[Saved entries]
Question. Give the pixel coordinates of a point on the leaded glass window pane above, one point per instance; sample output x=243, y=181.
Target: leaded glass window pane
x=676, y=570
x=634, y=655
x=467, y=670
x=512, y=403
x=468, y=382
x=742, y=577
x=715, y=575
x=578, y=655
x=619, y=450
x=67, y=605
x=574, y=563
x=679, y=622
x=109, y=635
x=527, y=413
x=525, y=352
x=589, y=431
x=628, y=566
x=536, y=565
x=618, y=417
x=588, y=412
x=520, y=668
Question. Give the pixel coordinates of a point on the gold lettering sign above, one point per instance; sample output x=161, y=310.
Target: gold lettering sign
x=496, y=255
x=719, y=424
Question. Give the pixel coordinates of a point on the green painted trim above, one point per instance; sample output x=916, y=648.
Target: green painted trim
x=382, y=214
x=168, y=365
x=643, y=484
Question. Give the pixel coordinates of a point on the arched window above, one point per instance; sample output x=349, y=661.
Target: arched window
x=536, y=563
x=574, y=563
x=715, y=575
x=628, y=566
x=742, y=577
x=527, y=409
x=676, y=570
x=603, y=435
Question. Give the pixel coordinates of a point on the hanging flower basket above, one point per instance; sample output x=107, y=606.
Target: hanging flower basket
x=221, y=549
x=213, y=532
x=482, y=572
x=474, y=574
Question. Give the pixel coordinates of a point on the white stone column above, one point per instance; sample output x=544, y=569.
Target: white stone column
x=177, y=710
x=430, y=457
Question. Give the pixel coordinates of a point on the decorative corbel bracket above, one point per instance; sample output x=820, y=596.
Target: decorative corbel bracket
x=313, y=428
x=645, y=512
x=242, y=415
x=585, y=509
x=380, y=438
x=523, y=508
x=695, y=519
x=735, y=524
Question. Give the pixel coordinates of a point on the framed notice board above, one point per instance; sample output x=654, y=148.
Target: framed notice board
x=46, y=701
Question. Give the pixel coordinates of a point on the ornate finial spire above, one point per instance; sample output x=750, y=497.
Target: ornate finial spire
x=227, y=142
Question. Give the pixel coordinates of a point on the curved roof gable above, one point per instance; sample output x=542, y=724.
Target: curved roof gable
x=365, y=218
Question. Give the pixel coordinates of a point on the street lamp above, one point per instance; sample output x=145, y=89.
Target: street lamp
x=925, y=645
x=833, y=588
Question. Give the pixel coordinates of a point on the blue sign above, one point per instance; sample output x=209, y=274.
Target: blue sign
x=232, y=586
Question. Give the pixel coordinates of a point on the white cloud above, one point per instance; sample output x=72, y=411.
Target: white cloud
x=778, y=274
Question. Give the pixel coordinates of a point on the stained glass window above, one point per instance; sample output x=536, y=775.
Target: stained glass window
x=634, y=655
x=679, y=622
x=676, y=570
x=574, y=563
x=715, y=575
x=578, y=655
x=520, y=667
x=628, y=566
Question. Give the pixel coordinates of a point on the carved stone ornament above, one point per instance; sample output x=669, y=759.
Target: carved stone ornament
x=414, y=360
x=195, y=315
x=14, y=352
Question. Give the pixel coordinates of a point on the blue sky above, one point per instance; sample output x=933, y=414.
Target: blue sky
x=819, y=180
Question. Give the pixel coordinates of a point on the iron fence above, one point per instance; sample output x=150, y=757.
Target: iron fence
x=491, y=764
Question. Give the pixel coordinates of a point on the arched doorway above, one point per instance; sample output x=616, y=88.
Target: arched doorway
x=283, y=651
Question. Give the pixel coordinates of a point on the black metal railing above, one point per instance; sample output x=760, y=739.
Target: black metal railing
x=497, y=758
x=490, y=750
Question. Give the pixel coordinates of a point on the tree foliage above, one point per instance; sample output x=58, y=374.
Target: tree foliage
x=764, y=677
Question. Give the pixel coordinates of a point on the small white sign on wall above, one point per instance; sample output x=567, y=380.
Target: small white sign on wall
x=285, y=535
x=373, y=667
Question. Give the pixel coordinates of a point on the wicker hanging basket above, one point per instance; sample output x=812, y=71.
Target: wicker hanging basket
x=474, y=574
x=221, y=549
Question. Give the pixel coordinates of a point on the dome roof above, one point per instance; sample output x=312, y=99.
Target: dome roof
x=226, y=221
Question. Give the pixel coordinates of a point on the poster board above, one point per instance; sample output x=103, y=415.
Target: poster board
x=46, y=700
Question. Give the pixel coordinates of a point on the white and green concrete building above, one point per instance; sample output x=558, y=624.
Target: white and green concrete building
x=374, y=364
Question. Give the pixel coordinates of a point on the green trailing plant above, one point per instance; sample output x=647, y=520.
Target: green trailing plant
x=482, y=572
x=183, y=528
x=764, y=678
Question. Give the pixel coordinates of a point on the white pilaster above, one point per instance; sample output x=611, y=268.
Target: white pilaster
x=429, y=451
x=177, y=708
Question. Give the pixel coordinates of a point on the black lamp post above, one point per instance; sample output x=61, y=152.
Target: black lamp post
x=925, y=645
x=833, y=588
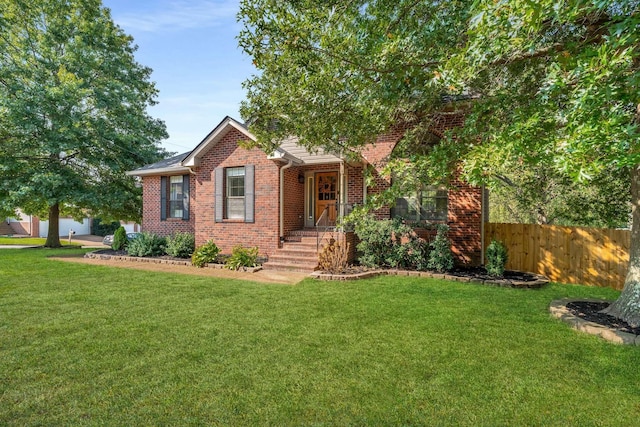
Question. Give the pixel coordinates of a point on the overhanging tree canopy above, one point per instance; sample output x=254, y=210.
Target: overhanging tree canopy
x=73, y=114
x=553, y=82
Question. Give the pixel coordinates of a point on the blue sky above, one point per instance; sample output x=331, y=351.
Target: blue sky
x=197, y=65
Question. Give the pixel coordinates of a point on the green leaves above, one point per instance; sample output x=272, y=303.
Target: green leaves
x=73, y=106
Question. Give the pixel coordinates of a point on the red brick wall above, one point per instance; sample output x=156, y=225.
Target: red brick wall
x=293, y=200
x=355, y=184
x=151, y=222
x=263, y=233
x=465, y=222
x=465, y=201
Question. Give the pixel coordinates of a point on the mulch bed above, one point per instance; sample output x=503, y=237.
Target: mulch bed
x=590, y=311
x=481, y=273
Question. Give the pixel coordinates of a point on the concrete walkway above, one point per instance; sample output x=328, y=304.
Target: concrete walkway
x=86, y=241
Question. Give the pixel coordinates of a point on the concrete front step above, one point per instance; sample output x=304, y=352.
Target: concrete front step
x=298, y=251
x=293, y=259
x=284, y=266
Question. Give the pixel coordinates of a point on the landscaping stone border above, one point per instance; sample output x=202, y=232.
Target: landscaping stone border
x=98, y=255
x=535, y=284
x=559, y=310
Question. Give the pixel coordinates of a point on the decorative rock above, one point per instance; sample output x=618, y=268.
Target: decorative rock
x=559, y=310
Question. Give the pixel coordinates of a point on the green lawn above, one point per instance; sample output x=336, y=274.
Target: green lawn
x=89, y=345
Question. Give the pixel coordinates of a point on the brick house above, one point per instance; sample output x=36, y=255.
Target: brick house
x=233, y=195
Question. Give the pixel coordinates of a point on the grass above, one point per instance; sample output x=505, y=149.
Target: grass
x=90, y=345
x=29, y=241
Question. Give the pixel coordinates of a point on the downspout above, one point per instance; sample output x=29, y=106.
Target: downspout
x=482, y=221
x=343, y=192
x=282, y=169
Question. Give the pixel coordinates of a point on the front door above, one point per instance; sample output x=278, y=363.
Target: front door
x=326, y=195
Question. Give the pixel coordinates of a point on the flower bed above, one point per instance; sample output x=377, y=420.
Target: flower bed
x=121, y=256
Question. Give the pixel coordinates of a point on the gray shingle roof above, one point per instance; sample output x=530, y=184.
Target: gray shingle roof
x=172, y=162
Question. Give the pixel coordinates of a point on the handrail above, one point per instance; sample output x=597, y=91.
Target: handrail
x=323, y=218
x=324, y=224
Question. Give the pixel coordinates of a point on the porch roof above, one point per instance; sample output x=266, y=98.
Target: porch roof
x=290, y=150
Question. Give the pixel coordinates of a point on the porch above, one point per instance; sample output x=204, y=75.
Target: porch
x=299, y=249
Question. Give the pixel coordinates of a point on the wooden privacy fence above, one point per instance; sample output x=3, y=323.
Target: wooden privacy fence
x=589, y=256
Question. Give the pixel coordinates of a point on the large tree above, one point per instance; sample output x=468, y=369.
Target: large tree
x=73, y=112
x=545, y=82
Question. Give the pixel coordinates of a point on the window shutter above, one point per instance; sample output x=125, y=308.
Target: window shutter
x=163, y=198
x=219, y=194
x=186, y=179
x=249, y=193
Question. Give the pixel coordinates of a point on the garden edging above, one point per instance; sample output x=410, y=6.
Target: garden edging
x=98, y=255
x=559, y=310
x=537, y=283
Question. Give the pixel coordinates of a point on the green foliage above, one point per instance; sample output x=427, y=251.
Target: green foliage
x=540, y=194
x=181, y=245
x=389, y=244
x=497, y=258
x=242, y=257
x=205, y=254
x=73, y=111
x=147, y=245
x=333, y=257
x=119, y=239
x=540, y=82
x=440, y=256
x=100, y=228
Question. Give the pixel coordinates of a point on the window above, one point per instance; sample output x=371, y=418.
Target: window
x=174, y=197
x=234, y=193
x=428, y=204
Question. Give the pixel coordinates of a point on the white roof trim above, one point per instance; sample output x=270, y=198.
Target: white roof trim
x=175, y=170
x=193, y=158
x=280, y=154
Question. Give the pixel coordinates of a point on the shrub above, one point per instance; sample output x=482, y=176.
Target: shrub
x=389, y=243
x=440, y=256
x=497, y=257
x=119, y=239
x=147, y=244
x=414, y=253
x=181, y=245
x=205, y=254
x=242, y=257
x=99, y=228
x=334, y=256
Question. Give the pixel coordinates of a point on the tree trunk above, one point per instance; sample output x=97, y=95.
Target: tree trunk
x=627, y=306
x=53, y=233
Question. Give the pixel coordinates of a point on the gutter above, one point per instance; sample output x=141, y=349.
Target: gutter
x=282, y=169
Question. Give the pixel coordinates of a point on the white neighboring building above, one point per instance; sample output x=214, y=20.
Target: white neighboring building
x=32, y=226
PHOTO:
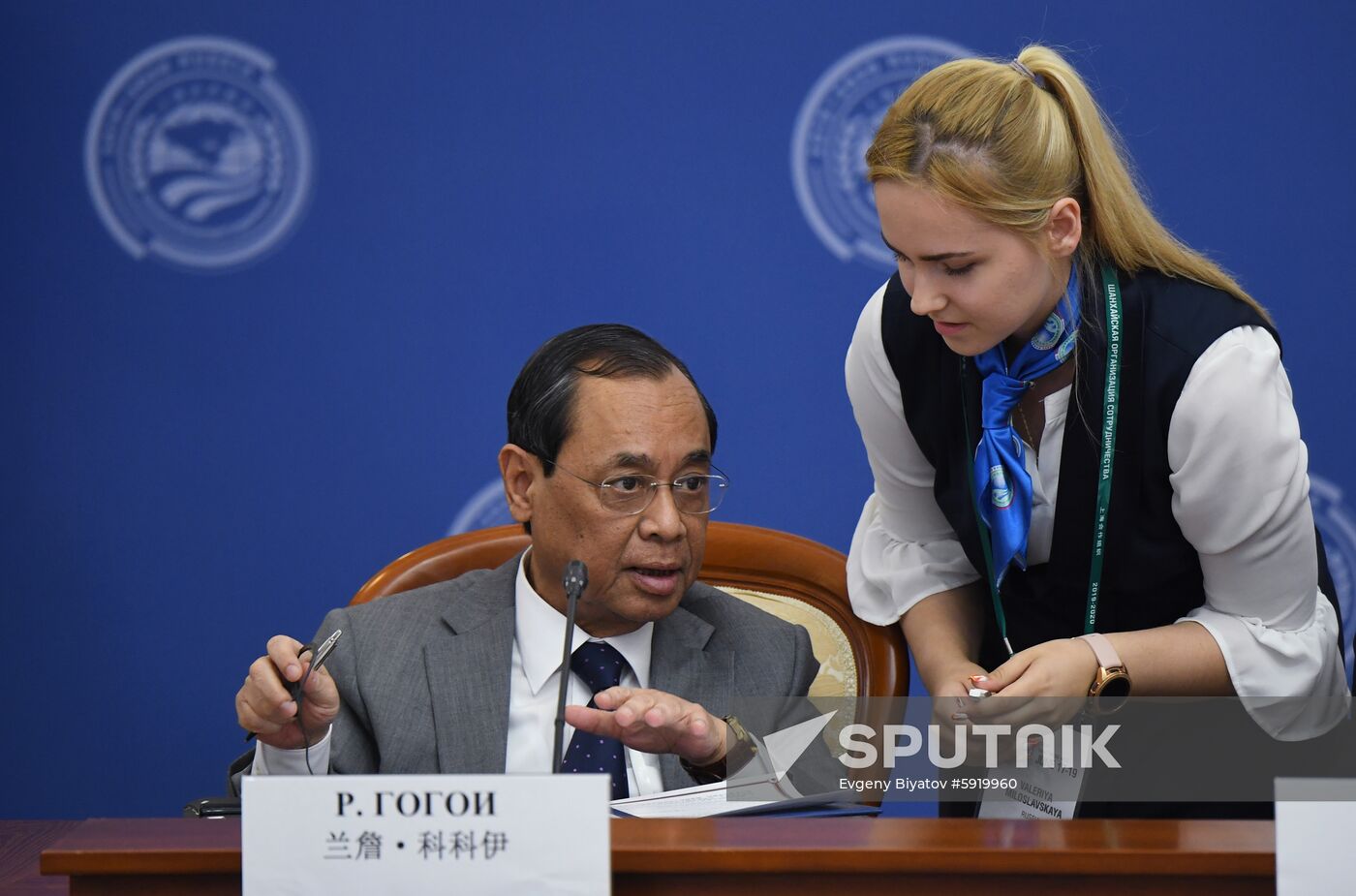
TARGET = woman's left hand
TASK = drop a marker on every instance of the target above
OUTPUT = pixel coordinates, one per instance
(1044, 683)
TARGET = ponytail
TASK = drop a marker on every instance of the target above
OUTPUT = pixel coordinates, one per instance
(1007, 141)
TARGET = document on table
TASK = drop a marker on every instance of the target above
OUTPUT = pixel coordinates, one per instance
(758, 787)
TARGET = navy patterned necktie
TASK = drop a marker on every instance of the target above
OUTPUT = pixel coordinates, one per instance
(601, 665)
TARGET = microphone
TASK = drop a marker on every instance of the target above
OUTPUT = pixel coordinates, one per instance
(575, 582)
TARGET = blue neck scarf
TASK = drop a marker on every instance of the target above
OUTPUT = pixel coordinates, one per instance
(1002, 485)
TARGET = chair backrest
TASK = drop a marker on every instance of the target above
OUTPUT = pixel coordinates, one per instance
(786, 575)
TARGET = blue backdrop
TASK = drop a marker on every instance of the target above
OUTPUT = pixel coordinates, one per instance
(304, 373)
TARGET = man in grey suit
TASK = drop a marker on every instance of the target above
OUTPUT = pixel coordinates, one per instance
(609, 461)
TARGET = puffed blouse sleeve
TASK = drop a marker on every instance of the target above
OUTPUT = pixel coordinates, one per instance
(904, 548)
(1240, 476)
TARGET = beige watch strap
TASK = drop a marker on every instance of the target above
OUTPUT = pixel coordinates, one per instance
(1107, 655)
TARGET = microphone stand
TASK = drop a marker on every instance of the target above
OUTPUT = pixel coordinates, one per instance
(575, 582)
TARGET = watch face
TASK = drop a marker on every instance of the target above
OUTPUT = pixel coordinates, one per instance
(1112, 695)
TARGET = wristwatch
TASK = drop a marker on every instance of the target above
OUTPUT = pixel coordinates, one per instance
(739, 750)
(1111, 686)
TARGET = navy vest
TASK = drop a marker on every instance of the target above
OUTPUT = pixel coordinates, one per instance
(1152, 573)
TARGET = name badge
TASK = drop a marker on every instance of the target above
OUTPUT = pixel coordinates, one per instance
(1039, 790)
(424, 834)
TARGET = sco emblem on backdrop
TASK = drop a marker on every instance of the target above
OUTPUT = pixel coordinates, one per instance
(197, 156)
(834, 128)
(1339, 529)
(487, 508)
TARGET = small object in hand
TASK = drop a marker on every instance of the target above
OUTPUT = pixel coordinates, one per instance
(318, 658)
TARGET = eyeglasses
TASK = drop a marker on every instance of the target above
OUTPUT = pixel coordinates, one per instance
(694, 494)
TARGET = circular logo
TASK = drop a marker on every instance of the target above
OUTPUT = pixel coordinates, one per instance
(1067, 346)
(487, 508)
(1050, 332)
(197, 156)
(1338, 526)
(834, 128)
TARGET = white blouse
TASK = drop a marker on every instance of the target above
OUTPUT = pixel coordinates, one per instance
(1240, 495)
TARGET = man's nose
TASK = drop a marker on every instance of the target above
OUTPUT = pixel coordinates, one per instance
(661, 519)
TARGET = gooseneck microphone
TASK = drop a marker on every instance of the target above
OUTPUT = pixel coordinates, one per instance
(575, 582)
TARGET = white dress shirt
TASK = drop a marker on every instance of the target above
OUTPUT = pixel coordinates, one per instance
(533, 685)
(1240, 495)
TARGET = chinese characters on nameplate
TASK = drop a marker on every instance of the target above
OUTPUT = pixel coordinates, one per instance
(424, 834)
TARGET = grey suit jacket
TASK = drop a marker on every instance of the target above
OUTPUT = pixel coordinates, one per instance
(423, 676)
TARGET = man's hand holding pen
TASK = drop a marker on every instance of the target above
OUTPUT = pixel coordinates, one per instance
(266, 705)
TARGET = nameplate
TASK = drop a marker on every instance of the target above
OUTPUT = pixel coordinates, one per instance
(424, 834)
(1314, 819)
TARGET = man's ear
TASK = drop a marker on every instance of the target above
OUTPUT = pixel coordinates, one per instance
(1063, 228)
(519, 471)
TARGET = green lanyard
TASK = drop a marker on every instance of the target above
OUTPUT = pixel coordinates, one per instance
(1111, 401)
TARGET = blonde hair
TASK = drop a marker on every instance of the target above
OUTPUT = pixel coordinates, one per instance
(1009, 139)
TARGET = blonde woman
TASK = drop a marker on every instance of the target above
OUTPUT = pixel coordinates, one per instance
(1012, 512)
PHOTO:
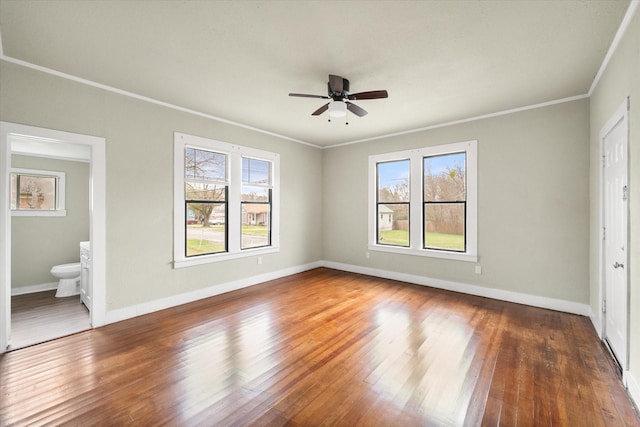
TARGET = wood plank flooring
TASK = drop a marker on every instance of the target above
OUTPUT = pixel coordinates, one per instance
(40, 317)
(323, 348)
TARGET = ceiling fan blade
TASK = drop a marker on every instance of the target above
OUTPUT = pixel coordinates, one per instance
(321, 110)
(304, 95)
(336, 83)
(372, 94)
(355, 109)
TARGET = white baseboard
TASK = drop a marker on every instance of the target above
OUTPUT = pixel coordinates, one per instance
(532, 300)
(31, 289)
(596, 321)
(163, 303)
(499, 294)
(633, 386)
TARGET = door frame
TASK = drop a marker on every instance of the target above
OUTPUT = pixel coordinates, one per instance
(620, 114)
(97, 219)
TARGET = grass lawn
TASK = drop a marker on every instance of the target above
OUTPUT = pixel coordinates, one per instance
(255, 230)
(434, 240)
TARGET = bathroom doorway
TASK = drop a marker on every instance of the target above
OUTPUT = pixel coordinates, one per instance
(28, 142)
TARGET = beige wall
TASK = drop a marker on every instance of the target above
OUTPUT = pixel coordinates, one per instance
(533, 208)
(139, 181)
(38, 243)
(621, 79)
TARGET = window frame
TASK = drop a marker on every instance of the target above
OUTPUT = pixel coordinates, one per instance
(60, 202)
(416, 207)
(269, 202)
(234, 153)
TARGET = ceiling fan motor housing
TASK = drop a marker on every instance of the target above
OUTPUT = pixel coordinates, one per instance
(337, 96)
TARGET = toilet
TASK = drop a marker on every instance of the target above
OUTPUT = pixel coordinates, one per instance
(69, 279)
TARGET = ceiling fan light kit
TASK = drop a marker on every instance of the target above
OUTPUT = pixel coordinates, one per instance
(337, 109)
(338, 93)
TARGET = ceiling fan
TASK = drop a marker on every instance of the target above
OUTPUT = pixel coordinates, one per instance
(338, 93)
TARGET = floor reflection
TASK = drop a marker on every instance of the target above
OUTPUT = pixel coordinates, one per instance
(425, 365)
(228, 358)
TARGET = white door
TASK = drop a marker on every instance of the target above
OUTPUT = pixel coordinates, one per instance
(615, 267)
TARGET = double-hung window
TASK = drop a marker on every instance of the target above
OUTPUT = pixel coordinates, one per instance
(225, 201)
(424, 201)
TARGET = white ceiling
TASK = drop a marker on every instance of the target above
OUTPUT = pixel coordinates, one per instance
(440, 61)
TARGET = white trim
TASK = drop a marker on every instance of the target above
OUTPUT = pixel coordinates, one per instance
(5, 241)
(633, 386)
(493, 293)
(470, 119)
(595, 321)
(198, 294)
(32, 289)
(620, 114)
(219, 119)
(147, 99)
(633, 6)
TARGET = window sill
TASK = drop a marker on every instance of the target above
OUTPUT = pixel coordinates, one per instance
(457, 256)
(208, 259)
(60, 212)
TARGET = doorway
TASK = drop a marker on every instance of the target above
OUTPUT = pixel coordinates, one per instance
(614, 143)
(97, 226)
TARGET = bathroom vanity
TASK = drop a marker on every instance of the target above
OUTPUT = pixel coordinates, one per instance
(85, 274)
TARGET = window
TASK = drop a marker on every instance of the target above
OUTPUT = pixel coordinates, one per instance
(393, 203)
(206, 188)
(424, 201)
(225, 201)
(37, 193)
(256, 203)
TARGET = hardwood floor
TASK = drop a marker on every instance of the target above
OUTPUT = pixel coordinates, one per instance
(40, 317)
(323, 348)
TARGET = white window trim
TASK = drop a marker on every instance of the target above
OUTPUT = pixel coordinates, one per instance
(235, 153)
(415, 211)
(60, 209)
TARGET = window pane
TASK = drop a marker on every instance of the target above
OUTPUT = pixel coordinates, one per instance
(36, 192)
(256, 171)
(202, 191)
(256, 225)
(203, 237)
(444, 226)
(393, 181)
(204, 165)
(255, 194)
(444, 178)
(393, 224)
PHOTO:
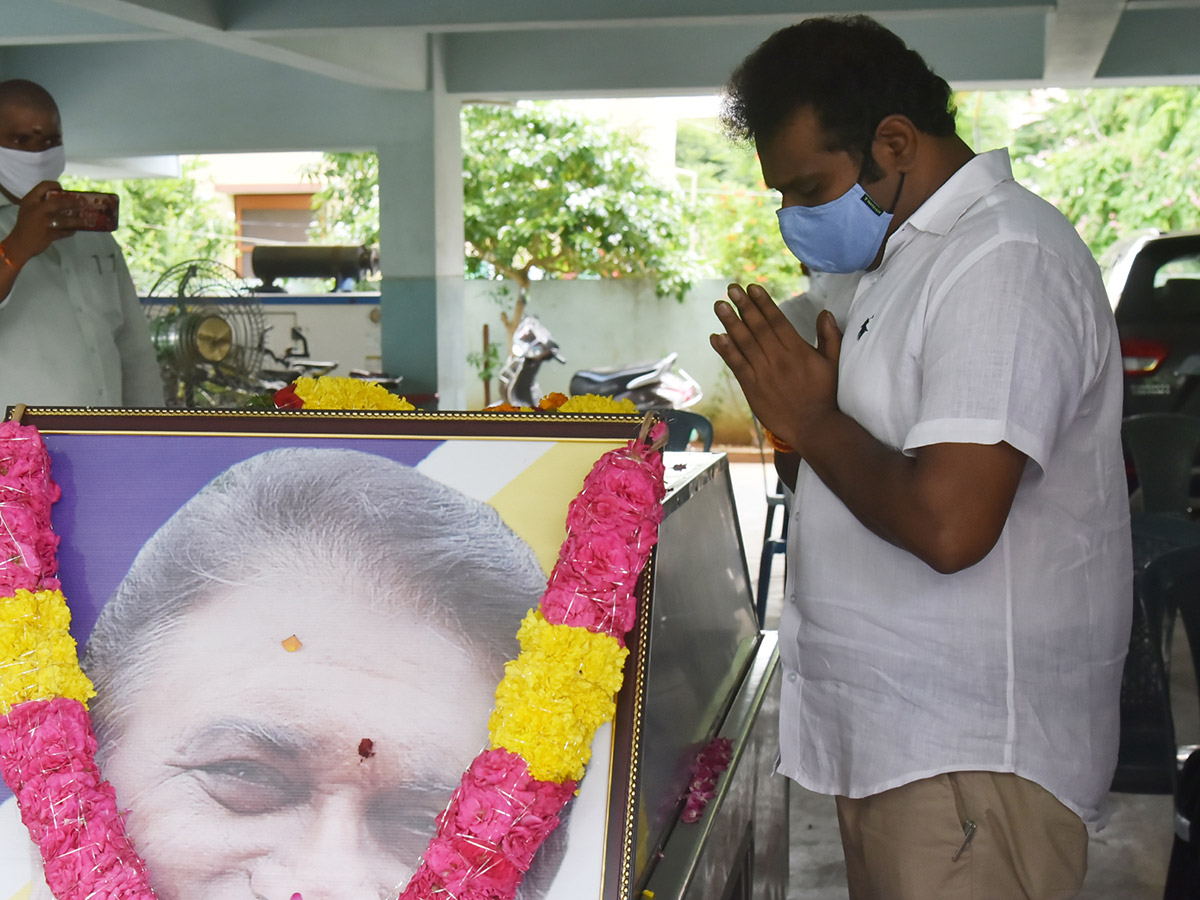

### TASK TO COMPLETE
Check each line above for the word "suit" and give the number of lines that have it, nothing else.

### SOLUTION TO THIS EXERCISE
2